## [Instructions to follow]
Look below for the line that contains "Target: broad green leaf", then copy it and each following line exactly, through and including the line that contains "Each instance of the yellow tulip in".

## [Dataset records]
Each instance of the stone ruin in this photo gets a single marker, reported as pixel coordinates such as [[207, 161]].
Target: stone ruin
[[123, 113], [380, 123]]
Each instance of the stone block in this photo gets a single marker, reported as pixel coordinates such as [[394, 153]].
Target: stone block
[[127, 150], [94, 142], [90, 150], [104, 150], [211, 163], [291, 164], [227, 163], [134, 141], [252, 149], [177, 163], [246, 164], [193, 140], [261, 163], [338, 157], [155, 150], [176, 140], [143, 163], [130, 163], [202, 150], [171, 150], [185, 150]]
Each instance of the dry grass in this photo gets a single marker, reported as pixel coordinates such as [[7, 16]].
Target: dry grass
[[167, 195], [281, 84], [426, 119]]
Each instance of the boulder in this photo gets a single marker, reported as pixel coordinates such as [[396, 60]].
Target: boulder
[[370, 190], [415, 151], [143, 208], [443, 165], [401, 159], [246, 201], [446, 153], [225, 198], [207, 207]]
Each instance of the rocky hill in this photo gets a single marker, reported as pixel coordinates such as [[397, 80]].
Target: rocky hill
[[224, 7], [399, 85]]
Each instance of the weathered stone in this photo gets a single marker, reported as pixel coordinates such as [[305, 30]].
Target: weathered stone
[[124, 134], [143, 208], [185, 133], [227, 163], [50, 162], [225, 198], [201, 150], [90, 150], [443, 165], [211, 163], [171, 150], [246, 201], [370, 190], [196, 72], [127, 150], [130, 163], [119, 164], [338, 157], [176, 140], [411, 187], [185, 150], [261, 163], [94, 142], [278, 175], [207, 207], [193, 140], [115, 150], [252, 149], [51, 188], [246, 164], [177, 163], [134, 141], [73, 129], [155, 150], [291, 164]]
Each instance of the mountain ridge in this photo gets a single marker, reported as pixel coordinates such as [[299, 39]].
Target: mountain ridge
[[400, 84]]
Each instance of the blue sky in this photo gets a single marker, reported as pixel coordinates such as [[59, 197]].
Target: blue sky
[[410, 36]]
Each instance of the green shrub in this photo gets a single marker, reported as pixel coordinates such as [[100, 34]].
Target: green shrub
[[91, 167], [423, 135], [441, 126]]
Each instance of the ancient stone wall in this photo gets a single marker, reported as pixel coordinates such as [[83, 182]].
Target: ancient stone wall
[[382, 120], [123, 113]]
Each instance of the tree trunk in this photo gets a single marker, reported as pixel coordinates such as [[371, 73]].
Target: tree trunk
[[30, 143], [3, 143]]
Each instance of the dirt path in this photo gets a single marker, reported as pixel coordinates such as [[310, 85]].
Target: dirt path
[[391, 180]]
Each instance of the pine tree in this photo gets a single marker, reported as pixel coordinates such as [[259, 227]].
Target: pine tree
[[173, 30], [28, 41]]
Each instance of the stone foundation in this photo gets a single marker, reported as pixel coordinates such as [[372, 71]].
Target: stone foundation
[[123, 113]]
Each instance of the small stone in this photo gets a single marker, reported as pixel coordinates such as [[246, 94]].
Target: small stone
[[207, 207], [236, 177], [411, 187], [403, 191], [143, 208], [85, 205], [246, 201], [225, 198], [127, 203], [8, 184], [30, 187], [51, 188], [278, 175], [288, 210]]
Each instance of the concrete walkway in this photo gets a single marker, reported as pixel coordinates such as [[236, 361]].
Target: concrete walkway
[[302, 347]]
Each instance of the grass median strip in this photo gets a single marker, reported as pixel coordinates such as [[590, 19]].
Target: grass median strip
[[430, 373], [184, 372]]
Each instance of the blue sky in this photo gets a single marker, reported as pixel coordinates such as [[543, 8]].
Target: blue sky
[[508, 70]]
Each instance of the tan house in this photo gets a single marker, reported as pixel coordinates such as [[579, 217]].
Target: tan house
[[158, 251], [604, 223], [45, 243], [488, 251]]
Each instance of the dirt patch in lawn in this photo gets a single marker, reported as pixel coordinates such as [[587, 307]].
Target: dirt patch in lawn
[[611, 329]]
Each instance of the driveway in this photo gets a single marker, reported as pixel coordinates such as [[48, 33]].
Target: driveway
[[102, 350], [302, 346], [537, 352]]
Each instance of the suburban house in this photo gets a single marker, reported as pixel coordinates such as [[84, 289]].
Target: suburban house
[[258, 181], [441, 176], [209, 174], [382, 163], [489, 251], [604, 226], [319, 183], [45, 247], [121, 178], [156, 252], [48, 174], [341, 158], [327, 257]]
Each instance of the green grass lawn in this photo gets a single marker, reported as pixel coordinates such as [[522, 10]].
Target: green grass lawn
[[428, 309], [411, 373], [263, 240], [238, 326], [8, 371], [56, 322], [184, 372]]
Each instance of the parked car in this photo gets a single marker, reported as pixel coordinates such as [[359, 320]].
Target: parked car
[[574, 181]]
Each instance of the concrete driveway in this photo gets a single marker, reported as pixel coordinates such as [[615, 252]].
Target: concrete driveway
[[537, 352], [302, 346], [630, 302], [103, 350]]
---
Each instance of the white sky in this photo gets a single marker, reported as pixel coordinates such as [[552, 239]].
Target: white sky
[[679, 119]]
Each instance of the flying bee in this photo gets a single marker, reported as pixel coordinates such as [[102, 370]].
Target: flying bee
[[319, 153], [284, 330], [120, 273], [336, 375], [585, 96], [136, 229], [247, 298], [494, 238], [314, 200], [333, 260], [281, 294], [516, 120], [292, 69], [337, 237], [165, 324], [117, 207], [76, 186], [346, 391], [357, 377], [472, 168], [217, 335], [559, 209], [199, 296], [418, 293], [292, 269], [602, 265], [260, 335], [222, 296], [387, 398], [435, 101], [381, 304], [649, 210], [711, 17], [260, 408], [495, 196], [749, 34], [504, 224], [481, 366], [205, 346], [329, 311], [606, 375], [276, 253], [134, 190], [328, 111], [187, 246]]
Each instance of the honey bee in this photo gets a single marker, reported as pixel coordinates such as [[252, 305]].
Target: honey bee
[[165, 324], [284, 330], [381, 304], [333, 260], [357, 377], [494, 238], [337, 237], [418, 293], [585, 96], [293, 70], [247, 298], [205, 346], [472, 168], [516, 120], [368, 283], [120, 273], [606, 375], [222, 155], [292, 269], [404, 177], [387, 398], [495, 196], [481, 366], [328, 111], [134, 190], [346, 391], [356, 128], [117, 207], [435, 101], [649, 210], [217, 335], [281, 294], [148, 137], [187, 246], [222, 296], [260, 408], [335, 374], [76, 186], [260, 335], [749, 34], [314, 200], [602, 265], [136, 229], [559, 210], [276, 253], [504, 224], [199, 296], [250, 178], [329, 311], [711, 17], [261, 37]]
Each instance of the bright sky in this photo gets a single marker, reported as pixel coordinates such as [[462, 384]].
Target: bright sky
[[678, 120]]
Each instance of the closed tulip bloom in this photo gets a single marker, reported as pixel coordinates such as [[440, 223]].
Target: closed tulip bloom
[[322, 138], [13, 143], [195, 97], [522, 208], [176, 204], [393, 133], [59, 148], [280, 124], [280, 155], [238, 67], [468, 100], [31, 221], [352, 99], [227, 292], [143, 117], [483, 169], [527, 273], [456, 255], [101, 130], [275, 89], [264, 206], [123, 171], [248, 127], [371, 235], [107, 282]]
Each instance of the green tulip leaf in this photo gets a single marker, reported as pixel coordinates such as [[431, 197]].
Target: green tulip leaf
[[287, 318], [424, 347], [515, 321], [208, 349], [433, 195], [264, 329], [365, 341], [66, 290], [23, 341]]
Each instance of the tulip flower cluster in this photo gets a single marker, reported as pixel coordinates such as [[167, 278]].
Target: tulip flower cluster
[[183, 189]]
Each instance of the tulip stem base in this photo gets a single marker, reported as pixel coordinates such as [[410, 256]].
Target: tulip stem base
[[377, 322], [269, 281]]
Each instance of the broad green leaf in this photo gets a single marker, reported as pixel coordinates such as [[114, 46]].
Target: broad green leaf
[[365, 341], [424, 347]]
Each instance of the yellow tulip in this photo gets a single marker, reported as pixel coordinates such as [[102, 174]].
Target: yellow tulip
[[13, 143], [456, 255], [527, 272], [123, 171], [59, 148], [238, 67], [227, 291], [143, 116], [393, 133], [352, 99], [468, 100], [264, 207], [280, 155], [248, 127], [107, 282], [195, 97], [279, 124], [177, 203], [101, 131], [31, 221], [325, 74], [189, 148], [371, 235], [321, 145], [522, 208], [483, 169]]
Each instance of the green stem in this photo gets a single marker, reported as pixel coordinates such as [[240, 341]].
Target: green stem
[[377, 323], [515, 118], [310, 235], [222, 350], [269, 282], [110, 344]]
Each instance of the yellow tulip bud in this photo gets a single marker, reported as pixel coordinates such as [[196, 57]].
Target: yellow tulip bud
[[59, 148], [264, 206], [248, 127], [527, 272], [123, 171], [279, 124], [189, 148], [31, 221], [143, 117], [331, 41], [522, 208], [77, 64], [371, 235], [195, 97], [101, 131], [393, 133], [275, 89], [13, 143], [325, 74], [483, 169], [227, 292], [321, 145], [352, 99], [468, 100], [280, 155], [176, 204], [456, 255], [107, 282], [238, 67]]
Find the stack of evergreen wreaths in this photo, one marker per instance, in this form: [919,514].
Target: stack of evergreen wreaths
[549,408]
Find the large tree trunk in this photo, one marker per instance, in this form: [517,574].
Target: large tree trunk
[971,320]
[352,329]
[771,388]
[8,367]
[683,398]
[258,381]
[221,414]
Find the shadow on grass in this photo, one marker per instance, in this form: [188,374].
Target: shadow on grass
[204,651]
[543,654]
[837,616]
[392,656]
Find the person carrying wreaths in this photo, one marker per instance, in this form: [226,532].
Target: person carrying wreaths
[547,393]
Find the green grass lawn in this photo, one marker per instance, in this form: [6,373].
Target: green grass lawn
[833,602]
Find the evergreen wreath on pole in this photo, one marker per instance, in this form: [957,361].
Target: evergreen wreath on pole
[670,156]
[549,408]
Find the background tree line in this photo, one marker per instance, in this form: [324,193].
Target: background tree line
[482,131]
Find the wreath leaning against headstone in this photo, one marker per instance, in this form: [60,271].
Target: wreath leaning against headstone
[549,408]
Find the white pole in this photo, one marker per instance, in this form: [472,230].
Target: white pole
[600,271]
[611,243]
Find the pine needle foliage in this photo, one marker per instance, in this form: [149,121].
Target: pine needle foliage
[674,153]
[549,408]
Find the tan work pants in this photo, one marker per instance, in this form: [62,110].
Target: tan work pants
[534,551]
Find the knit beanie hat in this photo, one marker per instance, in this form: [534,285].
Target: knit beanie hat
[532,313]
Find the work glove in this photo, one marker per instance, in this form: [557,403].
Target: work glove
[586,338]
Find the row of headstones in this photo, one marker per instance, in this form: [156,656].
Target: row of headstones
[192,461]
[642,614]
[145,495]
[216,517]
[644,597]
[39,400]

## [Response for this exercise]
Target: broad green leaf
[[365, 341], [424, 347]]
Each instance of the yellow tulip in this photo gets a single marker, reported as pixel coordinates such as [[102, 174]].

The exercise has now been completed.